··· The data ···

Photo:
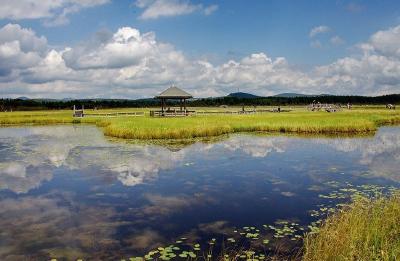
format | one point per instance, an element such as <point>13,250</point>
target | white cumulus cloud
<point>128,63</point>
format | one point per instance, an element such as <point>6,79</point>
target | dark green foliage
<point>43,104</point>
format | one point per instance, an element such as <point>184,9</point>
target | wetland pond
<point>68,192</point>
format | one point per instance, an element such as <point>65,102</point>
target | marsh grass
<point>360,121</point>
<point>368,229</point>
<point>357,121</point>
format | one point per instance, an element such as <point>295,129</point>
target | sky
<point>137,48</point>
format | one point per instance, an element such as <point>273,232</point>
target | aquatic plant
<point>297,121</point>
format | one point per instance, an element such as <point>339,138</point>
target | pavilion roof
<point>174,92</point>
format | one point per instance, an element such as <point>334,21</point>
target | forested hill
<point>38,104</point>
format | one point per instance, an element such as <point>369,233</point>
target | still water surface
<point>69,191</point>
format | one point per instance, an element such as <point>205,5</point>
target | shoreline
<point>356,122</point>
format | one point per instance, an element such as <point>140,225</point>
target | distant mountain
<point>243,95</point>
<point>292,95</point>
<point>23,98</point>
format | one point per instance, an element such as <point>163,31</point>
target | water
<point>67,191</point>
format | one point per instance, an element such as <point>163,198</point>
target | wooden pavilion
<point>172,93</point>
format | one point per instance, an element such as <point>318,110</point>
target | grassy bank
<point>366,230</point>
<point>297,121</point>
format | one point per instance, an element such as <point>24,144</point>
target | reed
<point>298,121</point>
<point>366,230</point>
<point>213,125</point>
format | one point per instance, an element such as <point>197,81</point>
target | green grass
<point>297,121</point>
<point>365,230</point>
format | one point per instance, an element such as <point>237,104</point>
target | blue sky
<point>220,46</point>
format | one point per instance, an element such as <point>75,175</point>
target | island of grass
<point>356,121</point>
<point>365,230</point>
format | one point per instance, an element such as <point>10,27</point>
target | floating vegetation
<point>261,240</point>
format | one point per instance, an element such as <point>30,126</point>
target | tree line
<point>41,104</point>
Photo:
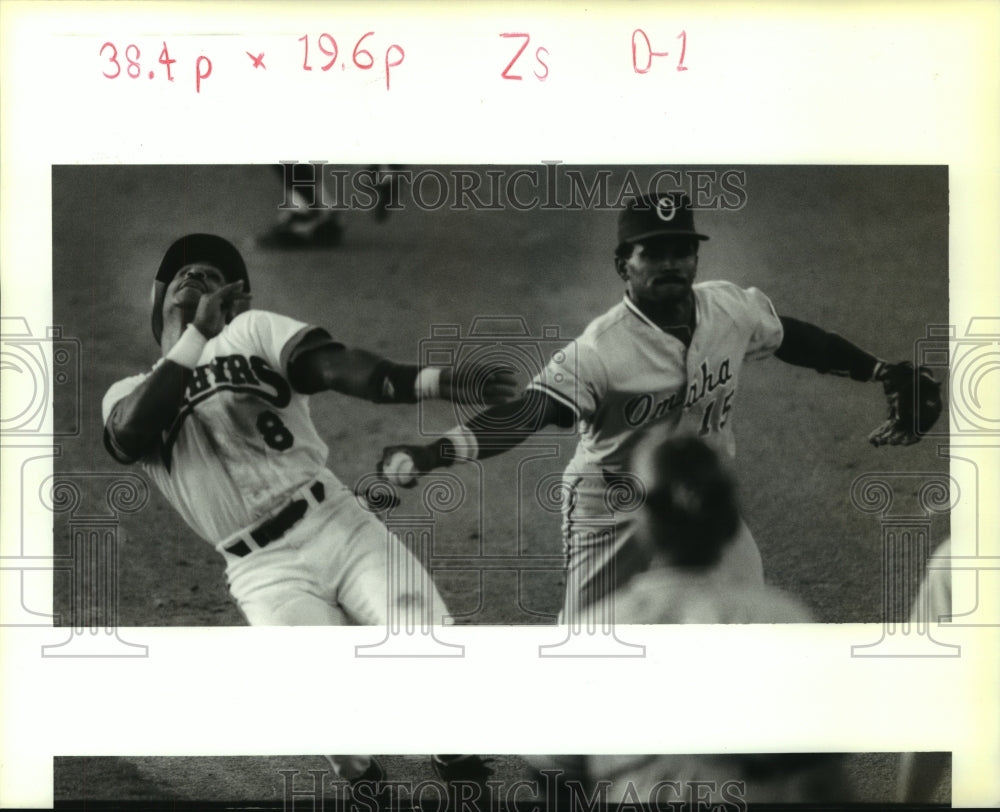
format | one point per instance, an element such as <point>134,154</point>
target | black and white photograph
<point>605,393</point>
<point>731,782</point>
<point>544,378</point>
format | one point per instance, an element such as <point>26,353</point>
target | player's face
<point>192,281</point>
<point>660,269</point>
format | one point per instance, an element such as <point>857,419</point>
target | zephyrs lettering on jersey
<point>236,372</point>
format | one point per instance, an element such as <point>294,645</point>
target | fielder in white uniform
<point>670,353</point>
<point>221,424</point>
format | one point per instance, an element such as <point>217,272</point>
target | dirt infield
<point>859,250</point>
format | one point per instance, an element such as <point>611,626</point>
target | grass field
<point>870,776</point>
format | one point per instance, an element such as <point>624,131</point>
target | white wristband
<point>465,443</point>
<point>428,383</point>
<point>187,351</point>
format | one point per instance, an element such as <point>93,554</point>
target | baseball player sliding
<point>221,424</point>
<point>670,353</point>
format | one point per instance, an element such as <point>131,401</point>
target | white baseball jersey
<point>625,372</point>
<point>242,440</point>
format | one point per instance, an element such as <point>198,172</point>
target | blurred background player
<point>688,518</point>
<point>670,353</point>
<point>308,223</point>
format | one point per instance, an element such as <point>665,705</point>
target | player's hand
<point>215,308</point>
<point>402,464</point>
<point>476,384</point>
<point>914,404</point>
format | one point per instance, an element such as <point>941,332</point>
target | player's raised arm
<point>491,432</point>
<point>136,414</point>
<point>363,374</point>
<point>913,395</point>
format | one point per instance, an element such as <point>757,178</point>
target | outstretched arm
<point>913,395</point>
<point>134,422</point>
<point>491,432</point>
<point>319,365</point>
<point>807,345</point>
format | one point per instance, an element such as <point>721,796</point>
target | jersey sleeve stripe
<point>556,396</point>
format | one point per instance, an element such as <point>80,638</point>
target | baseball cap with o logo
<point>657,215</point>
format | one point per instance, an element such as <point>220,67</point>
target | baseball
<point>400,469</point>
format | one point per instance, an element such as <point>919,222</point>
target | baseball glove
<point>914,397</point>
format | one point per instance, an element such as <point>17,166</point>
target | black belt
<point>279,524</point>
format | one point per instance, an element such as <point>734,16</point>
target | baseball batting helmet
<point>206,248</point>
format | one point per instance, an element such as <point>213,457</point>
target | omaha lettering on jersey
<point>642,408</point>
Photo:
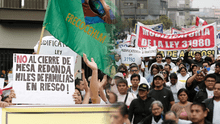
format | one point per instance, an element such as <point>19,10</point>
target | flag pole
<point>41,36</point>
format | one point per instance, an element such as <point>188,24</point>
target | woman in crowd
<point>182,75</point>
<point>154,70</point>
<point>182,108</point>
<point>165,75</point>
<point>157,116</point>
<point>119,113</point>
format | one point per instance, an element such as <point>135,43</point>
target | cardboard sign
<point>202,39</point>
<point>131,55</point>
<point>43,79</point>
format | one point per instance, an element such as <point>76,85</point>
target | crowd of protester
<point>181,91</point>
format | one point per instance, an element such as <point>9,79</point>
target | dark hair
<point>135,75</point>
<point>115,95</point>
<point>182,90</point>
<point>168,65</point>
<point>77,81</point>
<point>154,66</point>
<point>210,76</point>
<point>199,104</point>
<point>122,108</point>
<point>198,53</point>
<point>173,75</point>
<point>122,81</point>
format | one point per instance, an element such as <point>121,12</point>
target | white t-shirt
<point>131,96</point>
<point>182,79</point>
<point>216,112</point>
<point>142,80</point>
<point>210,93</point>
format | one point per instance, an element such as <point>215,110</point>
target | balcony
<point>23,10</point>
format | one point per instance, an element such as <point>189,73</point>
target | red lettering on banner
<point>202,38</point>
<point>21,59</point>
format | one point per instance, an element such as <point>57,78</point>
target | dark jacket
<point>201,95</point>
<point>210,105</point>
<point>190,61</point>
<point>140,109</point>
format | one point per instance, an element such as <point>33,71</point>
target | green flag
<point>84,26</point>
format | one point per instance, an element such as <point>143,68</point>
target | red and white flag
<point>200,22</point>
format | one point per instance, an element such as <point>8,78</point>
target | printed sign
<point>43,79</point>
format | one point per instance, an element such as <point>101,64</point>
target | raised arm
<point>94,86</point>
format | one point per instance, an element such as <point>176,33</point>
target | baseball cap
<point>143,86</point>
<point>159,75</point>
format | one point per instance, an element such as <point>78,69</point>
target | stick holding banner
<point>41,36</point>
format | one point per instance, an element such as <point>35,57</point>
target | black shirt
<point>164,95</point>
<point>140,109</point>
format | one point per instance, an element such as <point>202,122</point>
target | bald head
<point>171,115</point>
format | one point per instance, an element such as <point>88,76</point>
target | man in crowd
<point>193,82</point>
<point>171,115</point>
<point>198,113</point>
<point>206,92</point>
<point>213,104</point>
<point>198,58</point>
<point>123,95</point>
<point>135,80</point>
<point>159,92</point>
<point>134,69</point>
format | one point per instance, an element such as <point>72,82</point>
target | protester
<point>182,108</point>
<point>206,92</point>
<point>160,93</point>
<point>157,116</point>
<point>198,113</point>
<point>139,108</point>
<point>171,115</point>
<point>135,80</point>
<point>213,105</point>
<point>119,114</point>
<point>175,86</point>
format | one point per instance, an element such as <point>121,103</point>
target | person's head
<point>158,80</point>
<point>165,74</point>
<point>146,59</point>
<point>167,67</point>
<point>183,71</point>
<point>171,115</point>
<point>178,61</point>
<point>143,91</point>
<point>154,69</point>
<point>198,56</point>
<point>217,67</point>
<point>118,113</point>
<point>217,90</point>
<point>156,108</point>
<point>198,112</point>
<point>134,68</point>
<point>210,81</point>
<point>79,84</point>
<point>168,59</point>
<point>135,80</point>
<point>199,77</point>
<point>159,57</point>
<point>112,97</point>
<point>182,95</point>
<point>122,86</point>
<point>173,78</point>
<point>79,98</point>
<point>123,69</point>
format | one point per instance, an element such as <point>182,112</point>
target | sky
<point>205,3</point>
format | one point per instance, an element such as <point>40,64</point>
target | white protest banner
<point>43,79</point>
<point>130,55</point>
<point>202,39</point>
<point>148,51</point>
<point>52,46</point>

···

What is expected ->
Give back the data between the line holding "such as <point>188,24</point>" and the line holding "<point>181,91</point>", inclusive, with "cardboard sign" changed to "paper sign" and everything else left the same.

Correct output ->
format | one point per instance, an element such as <point>188,24</point>
target | woman in crowd
<point>182,75</point>
<point>154,70</point>
<point>182,108</point>
<point>165,75</point>
<point>157,116</point>
<point>119,113</point>
format | one point per instance, an element such as <point>135,43</point>
target | paper sign
<point>202,39</point>
<point>131,55</point>
<point>43,79</point>
format | one point per instance, an element such as <point>76,85</point>
target | crowd of protester
<point>181,91</point>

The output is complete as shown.